Image point grounding data
========================================

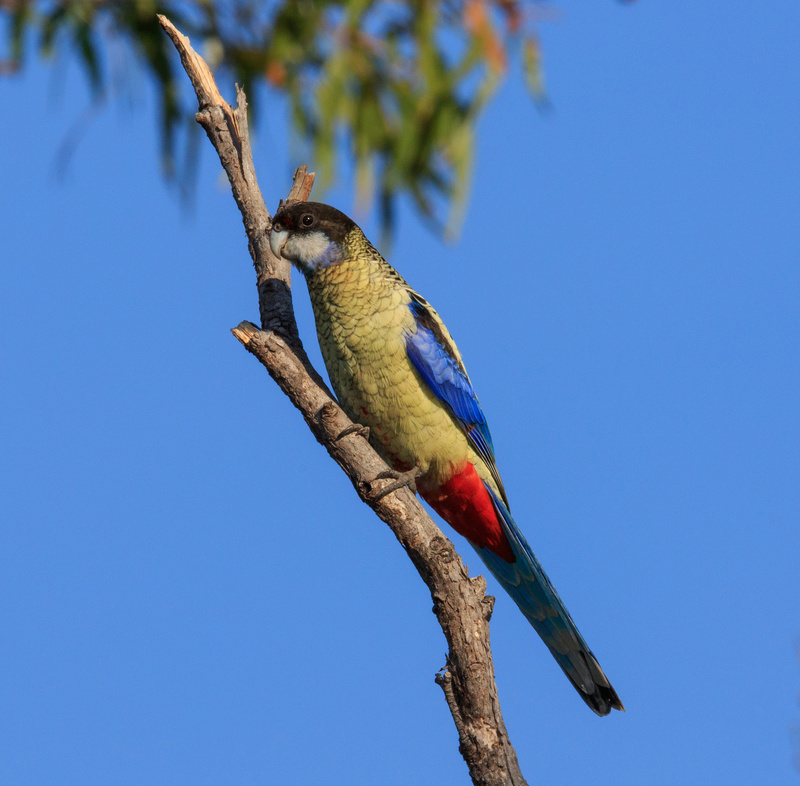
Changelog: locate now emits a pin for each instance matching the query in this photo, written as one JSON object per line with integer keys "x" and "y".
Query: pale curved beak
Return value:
{"x": 277, "y": 240}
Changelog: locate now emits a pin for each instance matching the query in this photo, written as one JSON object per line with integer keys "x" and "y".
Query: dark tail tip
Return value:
{"x": 603, "y": 700}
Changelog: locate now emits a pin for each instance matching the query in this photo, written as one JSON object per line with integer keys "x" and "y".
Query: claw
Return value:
{"x": 356, "y": 428}
{"x": 399, "y": 479}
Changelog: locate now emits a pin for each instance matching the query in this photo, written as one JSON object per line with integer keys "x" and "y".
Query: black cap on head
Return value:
{"x": 313, "y": 217}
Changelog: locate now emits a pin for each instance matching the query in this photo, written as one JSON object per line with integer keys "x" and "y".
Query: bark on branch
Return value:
{"x": 459, "y": 602}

========================================

Task goal: The expected output is the lines from the one holding "Query: pale curved beak" through the last line of the data, exactly as they appear, with nothing before or after.

Solution for this problem:
Query: pale curved beak
Return value:
{"x": 277, "y": 240}
Changelog: locate now emits a pin for each instance matching the query in this photo, written as one JSON object per line with integer keys "x" and "y".
Query: dark tail tip
Return value:
{"x": 603, "y": 700}
Changelog: locate now emits a pin for each instance matching the query in this photo, written as one JSON object per line with integer keys "x" and "y".
Query: claw
Return value:
{"x": 356, "y": 428}
{"x": 399, "y": 479}
Changelog: locate now emits a pin for each instance matching the query in this photo, written as one JSON object per line with integer keys "x" and "y".
Query: black cap on head
Return value:
{"x": 313, "y": 217}
Changelog: locate now emits a pin for each instance matching the query in this photo, written as one JSON object per line with integer keys "x" and "y".
Query: bark on branch
Return value:
{"x": 459, "y": 602}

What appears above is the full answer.